• _What to produce_:
Look through the entries below and show every line containing the word "water".

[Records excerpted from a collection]
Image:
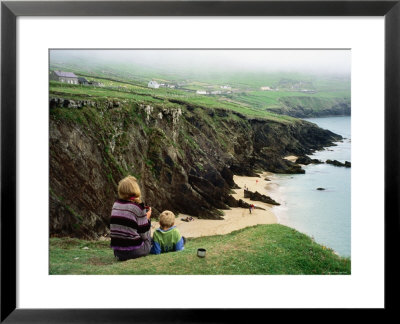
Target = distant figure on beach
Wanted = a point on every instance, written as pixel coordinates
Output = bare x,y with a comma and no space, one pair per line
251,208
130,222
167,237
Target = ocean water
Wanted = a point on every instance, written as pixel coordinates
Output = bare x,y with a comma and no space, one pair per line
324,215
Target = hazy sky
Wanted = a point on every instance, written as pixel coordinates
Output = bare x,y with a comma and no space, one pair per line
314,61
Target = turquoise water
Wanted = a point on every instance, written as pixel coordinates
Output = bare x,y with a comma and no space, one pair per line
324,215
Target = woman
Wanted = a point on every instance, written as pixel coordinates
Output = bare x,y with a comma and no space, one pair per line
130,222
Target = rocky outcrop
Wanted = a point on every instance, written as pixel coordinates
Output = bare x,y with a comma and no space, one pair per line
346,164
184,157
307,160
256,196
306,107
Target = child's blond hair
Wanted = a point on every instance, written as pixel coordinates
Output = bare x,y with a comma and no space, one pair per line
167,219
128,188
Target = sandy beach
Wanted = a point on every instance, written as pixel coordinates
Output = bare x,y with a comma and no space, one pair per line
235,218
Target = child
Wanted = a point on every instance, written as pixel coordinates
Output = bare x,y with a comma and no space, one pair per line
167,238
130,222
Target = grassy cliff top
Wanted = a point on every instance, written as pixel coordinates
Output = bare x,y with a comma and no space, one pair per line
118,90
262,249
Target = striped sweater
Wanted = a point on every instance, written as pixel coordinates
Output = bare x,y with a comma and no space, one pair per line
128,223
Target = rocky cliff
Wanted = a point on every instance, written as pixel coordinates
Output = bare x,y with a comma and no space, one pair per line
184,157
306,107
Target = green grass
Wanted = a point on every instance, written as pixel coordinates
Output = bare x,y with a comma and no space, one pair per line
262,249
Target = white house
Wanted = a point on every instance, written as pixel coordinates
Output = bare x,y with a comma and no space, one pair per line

• _Solution to the exercise_:
Target = ocean water
Target = turquoise water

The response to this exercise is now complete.